» **What you should do**:
Set the material down again exactly, line by line, skipping each picture.

» **Source material**:

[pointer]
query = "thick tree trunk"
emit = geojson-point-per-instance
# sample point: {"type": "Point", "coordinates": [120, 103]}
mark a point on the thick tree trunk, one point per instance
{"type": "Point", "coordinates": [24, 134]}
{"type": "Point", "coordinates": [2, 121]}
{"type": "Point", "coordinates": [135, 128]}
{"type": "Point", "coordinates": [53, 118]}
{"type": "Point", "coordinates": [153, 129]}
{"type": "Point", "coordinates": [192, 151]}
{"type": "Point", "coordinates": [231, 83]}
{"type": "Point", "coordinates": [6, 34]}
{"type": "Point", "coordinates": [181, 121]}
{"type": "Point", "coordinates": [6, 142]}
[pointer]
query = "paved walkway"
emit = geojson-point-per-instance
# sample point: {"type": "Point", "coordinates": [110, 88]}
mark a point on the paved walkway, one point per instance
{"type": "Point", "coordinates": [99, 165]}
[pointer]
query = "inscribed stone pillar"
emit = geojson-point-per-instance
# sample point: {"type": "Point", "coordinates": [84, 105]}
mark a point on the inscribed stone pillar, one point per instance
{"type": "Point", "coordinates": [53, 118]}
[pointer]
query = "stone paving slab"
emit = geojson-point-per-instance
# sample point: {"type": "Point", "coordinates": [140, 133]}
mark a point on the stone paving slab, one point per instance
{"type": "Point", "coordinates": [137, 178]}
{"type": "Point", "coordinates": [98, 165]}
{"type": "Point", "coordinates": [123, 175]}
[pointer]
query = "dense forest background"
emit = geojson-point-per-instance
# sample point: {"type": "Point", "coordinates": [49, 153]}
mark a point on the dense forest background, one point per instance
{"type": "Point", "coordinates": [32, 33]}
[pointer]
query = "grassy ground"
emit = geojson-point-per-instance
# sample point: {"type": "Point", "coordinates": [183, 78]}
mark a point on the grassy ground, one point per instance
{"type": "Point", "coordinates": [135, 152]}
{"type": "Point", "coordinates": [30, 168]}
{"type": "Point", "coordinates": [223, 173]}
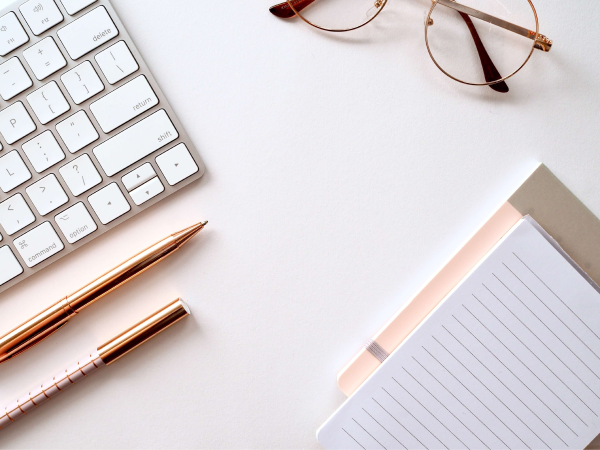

» **Reply to the task**:
[pointer]
query = "thick tree trunk"
emit = geojson-point-per-instance
# sample point: {"type": "Point", "coordinates": [120, 103]}
mark a point on the thick tree trunk, one point per instance
{"type": "Point", "coordinates": [24, 134]}
{"type": "Point", "coordinates": [2, 121]}
{"type": "Point", "coordinates": [135, 128]}
{"type": "Point", "coordinates": [53, 118]}
{"type": "Point", "coordinates": [153, 129]}
{"type": "Point", "coordinates": [192, 151]}
{"type": "Point", "coordinates": [231, 83]}
{"type": "Point", "coordinates": [6, 34]}
{"type": "Point", "coordinates": [181, 121]}
{"type": "Point", "coordinates": [6, 142]}
[pointer]
query = "paved walkway"
emit = geojson-point-per-instance
# sample point: {"type": "Point", "coordinates": [110, 88]}
mark a point on the paved walkway, one point per instance
{"type": "Point", "coordinates": [99, 165]}
[pointer]
query = "inscribed stone pillar"
emit = geojson-point-per-instance
# sample point: {"type": "Point", "coordinates": [84, 105]}
mark a point on the inscribed stone pillar, one point per instance
{"type": "Point", "coordinates": [53, 118]}
[pointer]
query = "stone paving slab"
emit = geojson-point-per-instance
# sample point: {"type": "Point", "coordinates": [140, 133]}
mark a point on the stone paving slab, one point per instance
{"type": "Point", "coordinates": [137, 178]}
{"type": "Point", "coordinates": [98, 165]}
{"type": "Point", "coordinates": [123, 175]}
[pointer]
query = "dense forest background"
emit = geojson-point-per-instance
# sample point: {"type": "Point", "coordinates": [49, 153]}
mark a point on the dense forest background, one point per instance
{"type": "Point", "coordinates": [32, 33]}
[pointer]
query = "grassy ground"
emit = geojson-point-per-instance
# sample point: {"type": "Point", "coordinates": [183, 78]}
mark a point on the grassy ground, one point per instance
{"type": "Point", "coordinates": [135, 152]}
{"type": "Point", "coordinates": [30, 168]}
{"type": "Point", "coordinates": [223, 173]}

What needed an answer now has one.